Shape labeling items
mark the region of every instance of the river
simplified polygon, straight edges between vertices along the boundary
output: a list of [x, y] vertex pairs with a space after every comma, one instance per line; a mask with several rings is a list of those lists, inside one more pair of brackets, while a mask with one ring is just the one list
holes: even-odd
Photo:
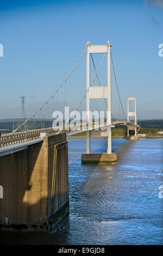
[[[163, 245], [163, 139], [112, 140], [115, 166], [82, 165], [85, 139], [68, 139], [70, 215], [50, 234], [3, 232], [4, 244]], [[92, 139], [92, 153], [106, 139]]]

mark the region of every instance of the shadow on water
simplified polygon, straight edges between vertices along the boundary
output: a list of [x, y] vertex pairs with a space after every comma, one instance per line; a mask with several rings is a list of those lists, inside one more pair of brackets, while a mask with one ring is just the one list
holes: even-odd
[[[5, 233], [3, 243], [162, 245], [163, 139], [112, 142], [117, 165], [82, 165], [86, 140], [69, 139], [69, 216], [52, 234]], [[91, 139], [92, 153], [106, 147]]]

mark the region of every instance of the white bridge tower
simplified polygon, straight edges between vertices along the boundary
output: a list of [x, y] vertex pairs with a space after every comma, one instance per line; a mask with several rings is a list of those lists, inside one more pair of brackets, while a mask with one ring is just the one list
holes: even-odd
[[[105, 45], [91, 45], [87, 43], [86, 58], [86, 96], [87, 123], [90, 121], [90, 99], [106, 99], [107, 100], [107, 132], [108, 132], [108, 154], [111, 154], [111, 66], [110, 66], [110, 42], [107, 41]], [[91, 53], [105, 53], [107, 55], [107, 86], [90, 87], [90, 58]], [[86, 131], [86, 154], [91, 154], [90, 150], [90, 131]]]

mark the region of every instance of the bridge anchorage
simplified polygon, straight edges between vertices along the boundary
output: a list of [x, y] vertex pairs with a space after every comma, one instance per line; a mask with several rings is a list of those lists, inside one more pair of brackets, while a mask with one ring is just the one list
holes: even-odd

EXERCISE AIM
Please add 66 to every coordinate in the answers within the part of the items that opens with the line containing "mark the region of every instance of the white" and closes with the last line of the items. Write out that whole part again, with its requests.

EXERCISE RESULT
mark the region of every instance of the white bridge tower
simplified polygon, straight edges between vertices along the boundary
output: a list of [x, y] vertex pairs with a space after every comma, one instance per line; a mask with several rings is a list of those lists, inside one more pair of brackets, while a mask with one ring is just the one list
holes: even-odd
[[[171, 111], [157, 111], [153, 109], [152, 124], [152, 162], [153, 189], [156, 187], [156, 165], [172, 165], [173, 166], [173, 198], [174, 198], [174, 220], [177, 220], [177, 132], [176, 132], [176, 108], [173, 107]], [[157, 119], [171, 119], [173, 121], [173, 152], [156, 153], [156, 124]], [[152, 197], [152, 220], [157, 220], [156, 216], [156, 197]]]

mark the region of every instance of the bridge anchorage
simplified polygon, straight edges between vertices along the boundary
output: a list of [x, y] vertex pairs with a space after every comma, one instance per line; a mask with several rings is a list of those lists, inside one more pair of brackets, while a mask with one ring is just the one list
holes: even-odd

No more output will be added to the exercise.